Extracted entries:
■ ■ ■

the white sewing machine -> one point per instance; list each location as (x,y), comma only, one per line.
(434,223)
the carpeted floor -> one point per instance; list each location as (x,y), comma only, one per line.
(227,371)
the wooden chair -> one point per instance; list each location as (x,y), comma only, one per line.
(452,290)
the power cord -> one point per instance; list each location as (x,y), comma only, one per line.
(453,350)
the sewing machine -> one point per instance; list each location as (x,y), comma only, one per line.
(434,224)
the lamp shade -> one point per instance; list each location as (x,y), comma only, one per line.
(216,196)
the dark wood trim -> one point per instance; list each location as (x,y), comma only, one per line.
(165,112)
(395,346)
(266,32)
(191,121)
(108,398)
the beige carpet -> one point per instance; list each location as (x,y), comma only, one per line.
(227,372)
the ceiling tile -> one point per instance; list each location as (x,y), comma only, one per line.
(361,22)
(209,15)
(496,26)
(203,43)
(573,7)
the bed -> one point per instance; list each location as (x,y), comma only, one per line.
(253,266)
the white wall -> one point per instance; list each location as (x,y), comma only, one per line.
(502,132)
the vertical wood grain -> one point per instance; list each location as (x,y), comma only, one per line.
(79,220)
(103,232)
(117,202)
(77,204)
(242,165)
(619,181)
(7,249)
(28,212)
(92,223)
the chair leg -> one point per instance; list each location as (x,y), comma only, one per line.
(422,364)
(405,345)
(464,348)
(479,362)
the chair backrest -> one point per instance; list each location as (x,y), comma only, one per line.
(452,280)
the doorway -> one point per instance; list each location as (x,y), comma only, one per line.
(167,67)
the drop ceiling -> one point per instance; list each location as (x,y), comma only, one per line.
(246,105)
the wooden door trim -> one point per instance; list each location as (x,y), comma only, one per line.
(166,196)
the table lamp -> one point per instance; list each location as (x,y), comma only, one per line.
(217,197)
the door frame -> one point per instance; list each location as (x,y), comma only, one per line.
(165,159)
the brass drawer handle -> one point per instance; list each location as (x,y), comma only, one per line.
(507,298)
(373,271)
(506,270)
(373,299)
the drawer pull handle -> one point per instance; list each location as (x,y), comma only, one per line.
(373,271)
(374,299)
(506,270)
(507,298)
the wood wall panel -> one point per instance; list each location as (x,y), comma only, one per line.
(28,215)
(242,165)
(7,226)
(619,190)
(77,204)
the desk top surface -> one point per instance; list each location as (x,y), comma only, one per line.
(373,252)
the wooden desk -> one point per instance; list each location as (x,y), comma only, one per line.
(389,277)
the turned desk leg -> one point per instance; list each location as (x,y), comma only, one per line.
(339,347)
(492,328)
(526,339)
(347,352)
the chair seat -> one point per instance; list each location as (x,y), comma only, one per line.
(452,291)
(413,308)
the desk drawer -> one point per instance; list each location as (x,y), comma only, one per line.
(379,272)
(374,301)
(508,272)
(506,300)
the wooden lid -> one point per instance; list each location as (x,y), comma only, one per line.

■ ■ ■

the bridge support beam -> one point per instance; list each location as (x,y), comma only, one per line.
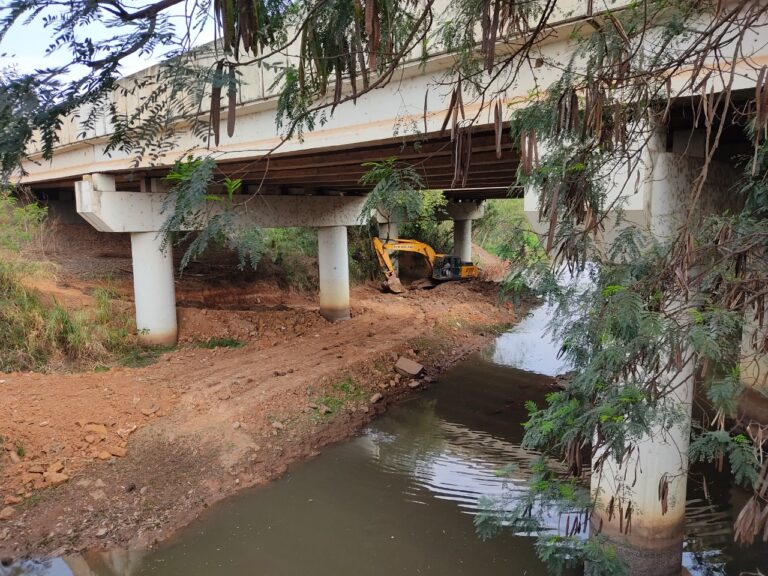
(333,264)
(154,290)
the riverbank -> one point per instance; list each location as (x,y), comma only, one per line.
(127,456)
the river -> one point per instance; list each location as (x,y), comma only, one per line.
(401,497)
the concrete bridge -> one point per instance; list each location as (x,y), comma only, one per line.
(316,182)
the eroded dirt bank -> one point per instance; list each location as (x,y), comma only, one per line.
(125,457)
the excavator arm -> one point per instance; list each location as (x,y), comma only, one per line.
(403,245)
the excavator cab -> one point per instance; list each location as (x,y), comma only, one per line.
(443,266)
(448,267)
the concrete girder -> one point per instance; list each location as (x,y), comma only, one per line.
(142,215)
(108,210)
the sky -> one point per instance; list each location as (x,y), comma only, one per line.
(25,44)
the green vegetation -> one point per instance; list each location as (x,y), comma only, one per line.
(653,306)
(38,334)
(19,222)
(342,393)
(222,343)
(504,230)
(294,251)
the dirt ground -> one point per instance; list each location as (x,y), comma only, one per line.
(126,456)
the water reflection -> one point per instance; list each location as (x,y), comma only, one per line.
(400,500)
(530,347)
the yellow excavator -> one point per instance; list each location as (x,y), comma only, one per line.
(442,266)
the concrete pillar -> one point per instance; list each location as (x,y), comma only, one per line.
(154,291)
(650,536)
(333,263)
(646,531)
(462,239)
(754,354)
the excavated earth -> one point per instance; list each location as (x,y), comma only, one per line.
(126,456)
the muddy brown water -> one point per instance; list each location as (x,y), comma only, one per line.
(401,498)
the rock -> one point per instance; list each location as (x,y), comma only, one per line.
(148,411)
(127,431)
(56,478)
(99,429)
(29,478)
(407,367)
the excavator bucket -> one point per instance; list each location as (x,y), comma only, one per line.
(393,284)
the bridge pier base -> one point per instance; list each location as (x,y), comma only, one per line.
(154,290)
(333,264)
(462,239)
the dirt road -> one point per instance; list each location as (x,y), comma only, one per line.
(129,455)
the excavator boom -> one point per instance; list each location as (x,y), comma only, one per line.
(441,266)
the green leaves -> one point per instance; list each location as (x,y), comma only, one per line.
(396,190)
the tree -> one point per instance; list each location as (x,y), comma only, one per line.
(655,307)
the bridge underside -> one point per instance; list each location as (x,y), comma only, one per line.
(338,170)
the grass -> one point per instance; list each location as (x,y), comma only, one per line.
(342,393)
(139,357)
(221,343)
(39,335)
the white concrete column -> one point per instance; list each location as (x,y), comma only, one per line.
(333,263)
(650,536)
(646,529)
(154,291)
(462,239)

■ ■ ■

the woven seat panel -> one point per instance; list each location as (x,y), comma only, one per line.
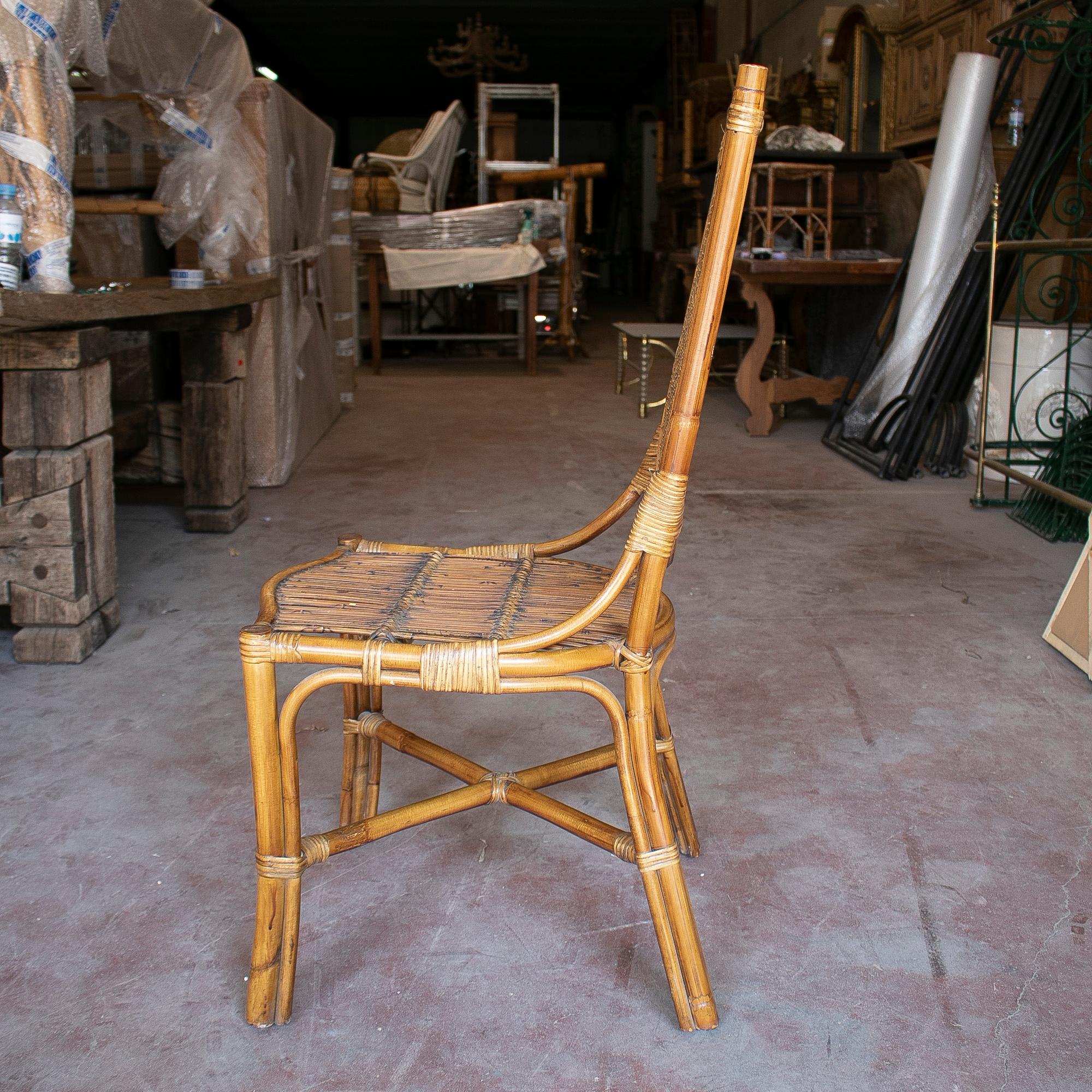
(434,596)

■ ■ ■

Your goal:
Reproduce the entries above exactly, but only the lines between the line holding "the wooden desk" and the line holding "the wooden lid", inclusive.

Response for this exercise:
the wooden desk -> one point per instance; list each location as (x,y), comma only, one per line.
(389,277)
the turned desk leg -> one point per instance; list each location as (x,y), comma only, one per line.
(339,347)
(492,328)
(526,339)
(347,352)
the chair seat -> one point per instance; list each location as (x,y), comma only, one per line.
(452,291)
(413,308)
the desk drawer -> one point per instance; list each location as (x,y), comma only, one per line.
(379,272)
(374,301)
(508,272)
(506,300)
the wooden lid -> one point per instance; list each location as (x,y), comma only, one per line.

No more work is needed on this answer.